BEGIN Passage given

- Education: Royal Academy of Dramatic Art (BA)
- Occupation: Actor
- Years active: 2010–present
- Mother: Lia Williams

= Joshua James (actor) =

British actor

Joshua James is a British actor who has appeared on stage and screen. He is known for his role as Valvert in Cyrano (2021), and as Dr Gorst in Andor (2022; 2025).

James graduated from the Royal Academy of Dramatic Art in 2012. He made his professional stage debut later that year in Love and Information at the Royal Court Theatre.

He made his West End debut as Lord Windermere in Kathy Burke's production of Lady Windermere's Fan at the Vaudeville Theatre in 2018.

He is the son of actress Lia Williams, with whom he appeared in The Vortex at the Chichester Festival Theatre in 2023, where they played mother and son.

END Passage given
BEGIN Data lines

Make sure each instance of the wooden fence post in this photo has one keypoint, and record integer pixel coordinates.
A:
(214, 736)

END Data lines
BEGIN Data lines

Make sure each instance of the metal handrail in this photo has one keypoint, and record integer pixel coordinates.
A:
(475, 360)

END Data lines
BEGIN Data lines

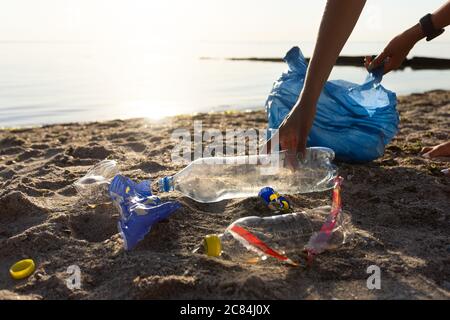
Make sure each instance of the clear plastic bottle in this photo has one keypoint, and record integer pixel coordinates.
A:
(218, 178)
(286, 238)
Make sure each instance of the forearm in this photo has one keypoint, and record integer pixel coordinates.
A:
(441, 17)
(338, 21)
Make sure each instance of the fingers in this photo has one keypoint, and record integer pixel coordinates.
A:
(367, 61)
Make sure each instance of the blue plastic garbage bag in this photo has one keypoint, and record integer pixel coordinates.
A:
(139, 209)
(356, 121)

END Data lines

# What this exercise asks:
1) In the article on Joshua James, at which theater did he make his West End debut?
2) Copy out the part of the article on Joshua James starting with "- Education: Royal" and going on through "Royal Court Theatre.".
The lines aren't needed for anything here.

# Answers:
1) The Vaudeville Theatre.

2)
- Education: Royal Academy of Dramatic Art (BA)
- Occupation: Actor
- Years active: 2010–present
- Mother: Lia Williams

= Joshua James (actor) =

British actor

Joshua James is a British actor who has appeared on stage and screen. He is known for his role as Valvert in Cyrano (2021), and as Dr Gorst in Andor (2022; 2025).

James graduated from the Royal Academy of Dramatic Art in 2012. He made his professional stage debut later that year in Love and Information at the Royal Court Theatre.